### Work required
Only text is carried over. Reproduce the entries below exactly.

### Extracted entries
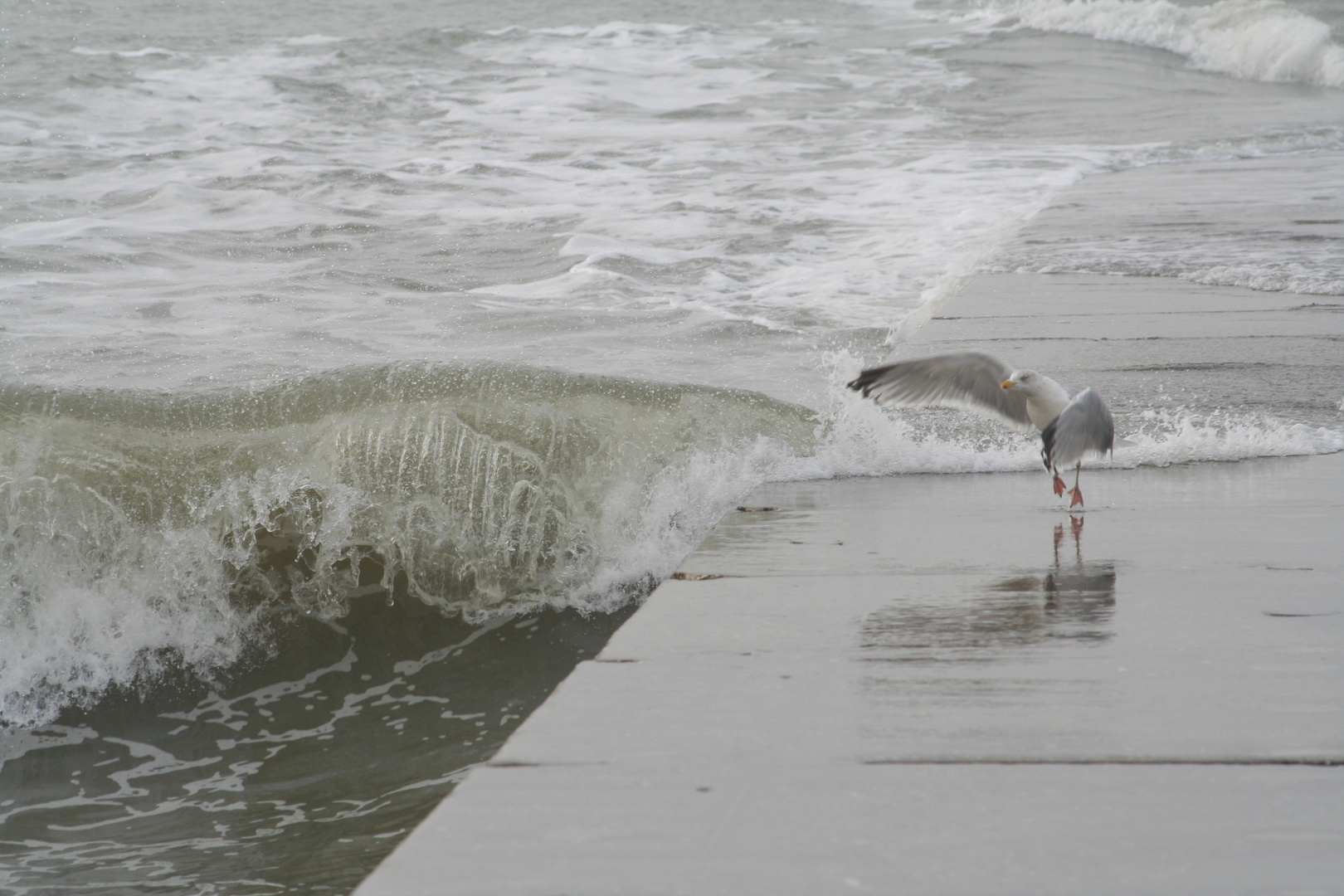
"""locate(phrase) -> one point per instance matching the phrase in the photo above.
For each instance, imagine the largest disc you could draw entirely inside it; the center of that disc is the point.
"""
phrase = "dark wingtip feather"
(866, 381)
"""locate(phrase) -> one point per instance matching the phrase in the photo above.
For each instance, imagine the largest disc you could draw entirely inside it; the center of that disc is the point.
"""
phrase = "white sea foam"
(1253, 39)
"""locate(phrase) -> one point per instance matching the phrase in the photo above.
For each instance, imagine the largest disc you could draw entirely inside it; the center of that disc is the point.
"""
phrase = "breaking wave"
(1252, 39)
(143, 533)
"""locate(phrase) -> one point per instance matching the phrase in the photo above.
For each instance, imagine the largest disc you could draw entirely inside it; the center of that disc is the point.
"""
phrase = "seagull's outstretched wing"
(969, 381)
(1083, 429)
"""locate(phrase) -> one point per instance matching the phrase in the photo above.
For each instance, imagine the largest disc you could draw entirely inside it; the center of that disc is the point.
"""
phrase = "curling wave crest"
(145, 535)
(1253, 39)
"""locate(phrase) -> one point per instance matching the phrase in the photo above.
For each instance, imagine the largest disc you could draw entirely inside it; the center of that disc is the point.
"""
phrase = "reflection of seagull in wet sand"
(1071, 427)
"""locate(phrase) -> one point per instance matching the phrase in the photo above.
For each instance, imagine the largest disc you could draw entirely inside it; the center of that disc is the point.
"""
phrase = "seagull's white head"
(1025, 381)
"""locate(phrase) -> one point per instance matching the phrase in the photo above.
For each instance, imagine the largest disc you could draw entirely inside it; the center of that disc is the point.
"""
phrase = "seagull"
(1073, 427)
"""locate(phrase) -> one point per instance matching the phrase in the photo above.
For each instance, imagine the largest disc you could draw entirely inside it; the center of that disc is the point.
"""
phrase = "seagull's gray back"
(1083, 429)
(969, 381)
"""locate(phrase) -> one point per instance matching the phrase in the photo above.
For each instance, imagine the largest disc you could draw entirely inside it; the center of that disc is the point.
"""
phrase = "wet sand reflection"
(1073, 601)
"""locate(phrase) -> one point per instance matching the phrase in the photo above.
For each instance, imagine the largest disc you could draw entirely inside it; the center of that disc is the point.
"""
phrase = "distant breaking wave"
(1253, 39)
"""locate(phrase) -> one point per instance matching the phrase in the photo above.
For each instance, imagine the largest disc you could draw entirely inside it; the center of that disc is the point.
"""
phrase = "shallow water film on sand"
(362, 366)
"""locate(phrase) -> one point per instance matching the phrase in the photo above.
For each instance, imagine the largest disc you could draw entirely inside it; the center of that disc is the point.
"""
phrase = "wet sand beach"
(936, 684)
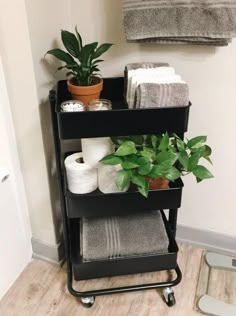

### Solved problem
"""locate(phrase) -> one point per instance matching the phrase in the photo above.
For each instance, imagine the largest disc you could draw entirely inside it; the center of that disc is the point.
"""
phrase = "dark wingtip feather"
(866, 381)
"""locate(phrase) -> one point per instance matching the phrase in the photo above.
For each instance, imagine the largest disc you could draw entirely inside it; the center of that disc is the point.
"""
phrase = "white sea foam"
(1253, 39)
"""locate(phrase) -> one point per instance matching the phrase in the photo above.
For each instance, imagine the largest disc you could draw entirely inside it; the center of that disc is the point.
"""
phrase = "breaking wave"
(1252, 39)
(143, 533)
"""locate(phrase) -> one point per instance matching the phrase in the photo above.
For each instance, imagine the largest disc you could draw entirely inside it; the center of that disc is the point.
"""
phrase = "seagull's outstretched wing"
(969, 381)
(1083, 429)
"""locate(phrase) -> one point per instance matching the phrase in the photo above.
For each instance, imagine the largest disc you could draw entirely inside it; the center of that disc is the point.
"""
phrase = "curling wave crest"
(145, 535)
(1253, 39)
"""locate(phrase) -> one point per instance matching the phrase in the photo above.
For each instance, imagine the largest disc you could draw entirely inside it; the center of that disc is the point.
"""
phrase = "reflection of seagull in wet sand"
(1071, 427)
"""locate(phrase) -> one point per instance matching the phrase in the photo above.
For each instance, imagine the largest disc you could draw entirely inside it; the center of that disc is the point.
"""
phrase = "seagull's white head"
(1025, 381)
"""locate(phrase) -> one point per instance matching the phrase in the photo above.
For each instance, imagine the largest disc you could draw entirely inside it; the center of that disc is the point.
"""
phrase = "seagull"
(1073, 427)
"""locate(phrase) -> one point per instance matching the phrase in the photo above.
For each instance, imagine the largest disc you could draw entirely inside it; the center of that disc is the point.
"""
phrase = "seagull's gray back"
(1083, 429)
(969, 381)
"""locate(phrase) -> one point per instance matching the phrase in the photo above.
For each instance, imagine the largest disc you could draw entirely inside it; the center of that disc is the point.
"""
phrase = "wet sand reflection"
(1073, 601)
"""locate(phrase) -> one point per instance matching the phrase in the photo above.
For each instance, imagine the largest disc you could draw entirely inside it; the center of that disc is the point.
"""
phrase = "distant breaking wave"
(1253, 39)
"""locate(phrase) -> one point per instance matching the phrase in the photo above.
For each instance, imagine the largest disc you could draw entirely inside it; the center of that disc is the point.
"""
phrase = "shallow water film on sand"
(362, 366)
"""locate(phrase) -> one point per instance matching the phrase in the photo above.
For each instance, imagine the largest disc you could draw entirely inside it; the center of that disc is the point.
"""
phrase = "wet sand beach"
(936, 684)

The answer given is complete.